Re: RFC validation samples?


Laird Breyer wrote:

This kind of datamining has subtleties, because some types of data are
misleading. For example, the date-time element in some headers is a
bad statistical indicator. If you learn messages which contain many
"Jul" tokens, then come August the statistical model will start to
wonder where the "Jul" tokens went.


Beware that structured header fields aren't simply "text" (see RFCs 2277
and 1958 for "text" vs. "names"); protocol elements such as month names
are typically registered or otherwise well-defined (Jan, Feb, ... Nov,
Dec) are valid month "names", "Bob" is not) and are almost always case
insensitive (jAn, jAN, jaN, JaN, and jan are valid month "names").

The second type of goal is to see if there are enough indicators in
the headers to detect forgery and/or trace the message origin. For
example, there are some simple rules which can be used, such as: the
topmost Received: line is always authentic. I'd like to explore if
there are others, e.g. can we analyse whether a message passed through
the internet (ie at least one compliant SMTP server outside the local
network), Maybe this can't be detected, but perhaps its negation can
(ie this message never left the LAN).


In theory, one could examine Received header fields to establish a
consistent set of time stamps and "from" vs. "by" domains. In
practice the Received field is so frequently malformed as to make such
analysis impractical.

◇ ◇ ◇

-- Given exercise 1 --
In the email header thread, why is analyzing Received header fields impractical in practice?
-- Given exercise 2 --
Write what comes next in the email header thread, starting after its last sentence.
The records are separate material with no connection to the email header thread above.

-- Given records --
◇ ◇ ◇

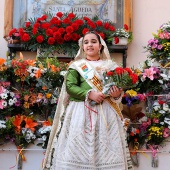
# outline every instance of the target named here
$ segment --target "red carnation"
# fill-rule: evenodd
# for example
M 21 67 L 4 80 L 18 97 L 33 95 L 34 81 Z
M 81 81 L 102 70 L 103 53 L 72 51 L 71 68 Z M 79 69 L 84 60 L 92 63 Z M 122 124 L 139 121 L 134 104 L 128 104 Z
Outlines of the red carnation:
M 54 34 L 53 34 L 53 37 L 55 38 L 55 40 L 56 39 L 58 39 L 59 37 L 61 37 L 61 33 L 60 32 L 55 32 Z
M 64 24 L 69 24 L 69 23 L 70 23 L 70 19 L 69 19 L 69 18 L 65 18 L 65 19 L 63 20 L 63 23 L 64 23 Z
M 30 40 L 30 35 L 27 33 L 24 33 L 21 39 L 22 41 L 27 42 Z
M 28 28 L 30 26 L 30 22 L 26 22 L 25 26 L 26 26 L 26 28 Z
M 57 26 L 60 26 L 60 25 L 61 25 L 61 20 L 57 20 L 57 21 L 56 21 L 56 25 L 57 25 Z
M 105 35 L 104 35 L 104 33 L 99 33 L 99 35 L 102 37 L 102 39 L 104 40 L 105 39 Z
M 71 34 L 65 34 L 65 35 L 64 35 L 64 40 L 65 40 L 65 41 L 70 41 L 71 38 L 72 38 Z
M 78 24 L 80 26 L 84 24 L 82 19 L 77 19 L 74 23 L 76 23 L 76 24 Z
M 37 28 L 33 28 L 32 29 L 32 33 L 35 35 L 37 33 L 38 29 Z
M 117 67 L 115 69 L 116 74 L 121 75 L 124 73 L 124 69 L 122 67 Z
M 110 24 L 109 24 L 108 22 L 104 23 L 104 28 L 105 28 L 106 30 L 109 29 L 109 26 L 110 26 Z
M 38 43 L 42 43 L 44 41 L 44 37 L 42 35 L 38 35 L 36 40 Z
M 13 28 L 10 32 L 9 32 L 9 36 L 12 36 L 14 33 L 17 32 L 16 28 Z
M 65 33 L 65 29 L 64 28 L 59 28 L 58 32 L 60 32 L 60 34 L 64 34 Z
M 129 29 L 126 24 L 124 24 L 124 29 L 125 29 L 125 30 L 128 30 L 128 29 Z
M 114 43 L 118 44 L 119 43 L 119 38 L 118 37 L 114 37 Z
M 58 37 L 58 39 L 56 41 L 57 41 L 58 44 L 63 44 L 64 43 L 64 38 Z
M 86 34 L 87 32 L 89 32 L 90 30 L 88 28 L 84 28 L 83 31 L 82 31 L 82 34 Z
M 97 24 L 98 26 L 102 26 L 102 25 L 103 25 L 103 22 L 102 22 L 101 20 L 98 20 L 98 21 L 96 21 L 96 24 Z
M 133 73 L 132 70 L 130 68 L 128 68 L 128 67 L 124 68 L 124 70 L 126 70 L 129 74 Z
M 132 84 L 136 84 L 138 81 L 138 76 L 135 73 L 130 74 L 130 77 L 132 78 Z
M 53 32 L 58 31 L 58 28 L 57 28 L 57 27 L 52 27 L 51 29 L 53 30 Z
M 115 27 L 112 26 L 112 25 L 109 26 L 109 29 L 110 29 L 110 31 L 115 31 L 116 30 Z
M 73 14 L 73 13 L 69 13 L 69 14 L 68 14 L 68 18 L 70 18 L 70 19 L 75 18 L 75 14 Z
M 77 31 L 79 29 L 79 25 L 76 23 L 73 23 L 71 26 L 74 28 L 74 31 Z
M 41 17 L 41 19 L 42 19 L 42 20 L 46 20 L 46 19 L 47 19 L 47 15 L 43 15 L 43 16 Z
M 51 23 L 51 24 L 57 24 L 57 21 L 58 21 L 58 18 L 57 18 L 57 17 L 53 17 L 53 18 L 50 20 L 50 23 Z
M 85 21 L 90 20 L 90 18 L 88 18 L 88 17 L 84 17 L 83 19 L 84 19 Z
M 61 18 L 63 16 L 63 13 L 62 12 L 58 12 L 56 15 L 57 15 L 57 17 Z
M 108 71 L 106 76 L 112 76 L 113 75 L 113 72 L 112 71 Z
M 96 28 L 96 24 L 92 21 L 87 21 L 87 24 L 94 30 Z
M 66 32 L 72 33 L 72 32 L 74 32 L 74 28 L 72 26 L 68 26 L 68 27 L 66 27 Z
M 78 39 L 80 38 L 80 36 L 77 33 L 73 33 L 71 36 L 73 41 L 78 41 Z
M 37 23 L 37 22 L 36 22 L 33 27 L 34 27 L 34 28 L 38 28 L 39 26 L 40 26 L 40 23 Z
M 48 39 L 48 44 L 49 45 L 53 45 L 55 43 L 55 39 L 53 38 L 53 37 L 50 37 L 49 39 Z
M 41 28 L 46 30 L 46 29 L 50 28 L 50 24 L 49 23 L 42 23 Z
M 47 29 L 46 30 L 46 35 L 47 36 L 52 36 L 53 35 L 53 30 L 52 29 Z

◇ ◇ ◇

-- Written answer 1 --
The Received field is so frequently malformed that such analysis is impractical.

-- Written answer 2 --
I started out parsing only 2822 messages, but quickly realized that
2821 is just slightly different, and even so some sample header lines
I have don't appear to comply with either (e.g. in 2821, domains must
contain at least one period, so localhost is not allowed but
localhost.localdomain is).


RFC 2821 requires fully-qualified domain names, RFC 2822 does not.
In practice an RFC 2822-compliant message might be sent with partially
qualified domain names to an RFC 2476 submission server which qualifies
those domain names before sending via SMTP.

I believe the easiest solution is to parse
each line four times or more, strictly according to 2822,2821,822,821
and special variations, as the code can refer to existing documents
rather than a single complex combination of these four documents which
incorporates many subtleties and variations.


If performance and maintainabilty are not considerations, that might be
practical.  Liberal parsing with RFC-specific detection of issues is
an alternative approach.